(Dataset records)

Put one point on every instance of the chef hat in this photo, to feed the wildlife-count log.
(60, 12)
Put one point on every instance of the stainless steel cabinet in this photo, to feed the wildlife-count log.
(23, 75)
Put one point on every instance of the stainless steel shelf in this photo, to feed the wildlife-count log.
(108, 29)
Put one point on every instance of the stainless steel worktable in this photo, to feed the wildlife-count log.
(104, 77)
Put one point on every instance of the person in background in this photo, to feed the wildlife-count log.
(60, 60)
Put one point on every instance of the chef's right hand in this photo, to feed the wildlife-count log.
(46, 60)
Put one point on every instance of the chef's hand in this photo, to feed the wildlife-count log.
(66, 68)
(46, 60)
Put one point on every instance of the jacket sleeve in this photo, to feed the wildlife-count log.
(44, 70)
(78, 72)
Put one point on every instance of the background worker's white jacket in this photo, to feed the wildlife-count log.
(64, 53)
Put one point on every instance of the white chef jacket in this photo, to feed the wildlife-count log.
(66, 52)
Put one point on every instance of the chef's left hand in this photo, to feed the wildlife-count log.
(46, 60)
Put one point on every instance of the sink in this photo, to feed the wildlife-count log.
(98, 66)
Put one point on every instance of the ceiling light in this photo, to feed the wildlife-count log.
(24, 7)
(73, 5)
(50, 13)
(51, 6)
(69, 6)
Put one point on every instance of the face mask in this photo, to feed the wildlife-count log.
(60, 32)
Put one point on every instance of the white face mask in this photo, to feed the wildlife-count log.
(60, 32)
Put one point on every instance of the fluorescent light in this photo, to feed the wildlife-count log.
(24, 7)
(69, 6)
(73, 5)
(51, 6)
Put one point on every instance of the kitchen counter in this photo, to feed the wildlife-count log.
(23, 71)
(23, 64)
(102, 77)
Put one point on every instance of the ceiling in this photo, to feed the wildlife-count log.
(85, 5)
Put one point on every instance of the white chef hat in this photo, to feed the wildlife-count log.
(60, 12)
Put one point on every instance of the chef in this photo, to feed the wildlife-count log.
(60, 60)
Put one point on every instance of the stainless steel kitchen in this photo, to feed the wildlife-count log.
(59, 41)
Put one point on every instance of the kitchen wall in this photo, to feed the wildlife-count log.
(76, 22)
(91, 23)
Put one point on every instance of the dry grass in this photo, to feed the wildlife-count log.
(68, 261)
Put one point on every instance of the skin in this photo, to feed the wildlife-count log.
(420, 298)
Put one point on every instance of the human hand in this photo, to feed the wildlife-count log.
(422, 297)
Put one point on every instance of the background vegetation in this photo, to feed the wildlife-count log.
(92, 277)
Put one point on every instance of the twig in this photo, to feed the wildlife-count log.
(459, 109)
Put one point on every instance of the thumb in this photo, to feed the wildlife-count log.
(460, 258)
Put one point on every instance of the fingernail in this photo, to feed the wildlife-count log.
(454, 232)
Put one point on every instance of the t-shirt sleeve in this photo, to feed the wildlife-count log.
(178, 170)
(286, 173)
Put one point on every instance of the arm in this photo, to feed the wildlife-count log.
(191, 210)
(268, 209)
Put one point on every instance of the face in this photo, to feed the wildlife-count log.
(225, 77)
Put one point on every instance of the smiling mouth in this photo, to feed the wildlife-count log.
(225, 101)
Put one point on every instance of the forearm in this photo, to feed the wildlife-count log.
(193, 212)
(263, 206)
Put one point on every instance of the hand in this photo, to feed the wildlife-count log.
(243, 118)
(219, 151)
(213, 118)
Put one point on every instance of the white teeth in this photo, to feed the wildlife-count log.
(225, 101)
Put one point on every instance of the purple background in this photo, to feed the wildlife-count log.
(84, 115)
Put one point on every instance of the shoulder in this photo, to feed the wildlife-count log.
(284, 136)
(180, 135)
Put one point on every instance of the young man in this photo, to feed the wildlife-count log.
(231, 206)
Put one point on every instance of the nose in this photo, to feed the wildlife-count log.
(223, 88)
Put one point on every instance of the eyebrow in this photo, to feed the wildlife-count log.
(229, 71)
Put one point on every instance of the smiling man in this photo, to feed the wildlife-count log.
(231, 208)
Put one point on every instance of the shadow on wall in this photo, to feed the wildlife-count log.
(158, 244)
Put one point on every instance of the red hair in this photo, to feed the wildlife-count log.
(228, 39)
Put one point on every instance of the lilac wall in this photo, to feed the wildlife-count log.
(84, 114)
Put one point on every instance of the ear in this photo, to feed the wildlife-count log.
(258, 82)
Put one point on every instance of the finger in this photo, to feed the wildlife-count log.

• GIVEN PROBLEM:
Reproduce the lines beginning with the line that contains "Put one point on every instance of the shoulder" and continuing through the final line of the records, including both of these lines.

• RESPONSE:
Put one point on every instance of the shoulder in this photo, to feed the wildlife-count log.
(284, 136)
(180, 135)
Put one point on every instance of the young man in this photo, to feed the wildlife-count log.
(231, 206)
Put one point on every instance of the nose in this photo, to feed the wildlife-count log.
(223, 88)
Put one point on every instance of the eyebrow in this photo, to feed the wildlife-count log.
(229, 71)
Put one point on every instance of the smiling man in this photo, to feed the wildlife-count log.
(231, 208)
Put one point on every instance of the shadow on wall in this photo, to feed the wildlife-count log.
(158, 244)
Put one point on every instance of the red hair in this photo, to feed the wildlife-count log.
(228, 39)
Put one point on every instance of the lilac wall in this photo, to feed the wildlife-count log.
(84, 114)
Put one point on every instance of the ear in this photo, to feed the wildlife-count log.
(258, 82)
Put one point on every instance of the finger in this photo, to feed the wildlife-count log.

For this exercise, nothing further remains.